**Problem**
Copy out the entries below precisely; nothing is to be omitted.

Supplied data below:

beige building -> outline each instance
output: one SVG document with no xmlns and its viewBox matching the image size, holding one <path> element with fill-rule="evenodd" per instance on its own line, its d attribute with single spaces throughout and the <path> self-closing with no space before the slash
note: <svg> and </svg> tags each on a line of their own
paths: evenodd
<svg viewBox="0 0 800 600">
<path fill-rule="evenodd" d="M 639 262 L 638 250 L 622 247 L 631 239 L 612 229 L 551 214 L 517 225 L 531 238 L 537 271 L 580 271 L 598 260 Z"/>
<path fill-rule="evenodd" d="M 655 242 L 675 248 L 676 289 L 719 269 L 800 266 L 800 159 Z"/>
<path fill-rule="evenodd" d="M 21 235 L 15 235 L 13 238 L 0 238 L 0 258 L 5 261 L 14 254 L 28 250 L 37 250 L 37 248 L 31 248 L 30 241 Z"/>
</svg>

End of Supplied data.

**Output of the exercise**
beige building -> outline each instance
output: one SVG document with no xmlns and its viewBox matching the image size, holding one <path> element with fill-rule="evenodd" per instance on its own line, its d attribute with single spaces throughout and the <path> self-closing with no space before the slash
note: <svg> and </svg> tags each on a line of their own
paths: evenodd
<svg viewBox="0 0 800 600">
<path fill-rule="evenodd" d="M 639 262 L 638 250 L 622 247 L 631 239 L 612 229 L 551 214 L 517 225 L 531 238 L 537 271 L 580 271 L 598 260 Z"/>
<path fill-rule="evenodd" d="M 655 242 L 675 248 L 676 289 L 719 269 L 800 266 L 800 159 Z"/>
<path fill-rule="evenodd" d="M 21 235 L 15 235 L 13 238 L 0 238 L 0 258 L 5 261 L 14 254 L 28 250 L 37 250 L 37 248 L 31 248 L 30 241 Z"/>
</svg>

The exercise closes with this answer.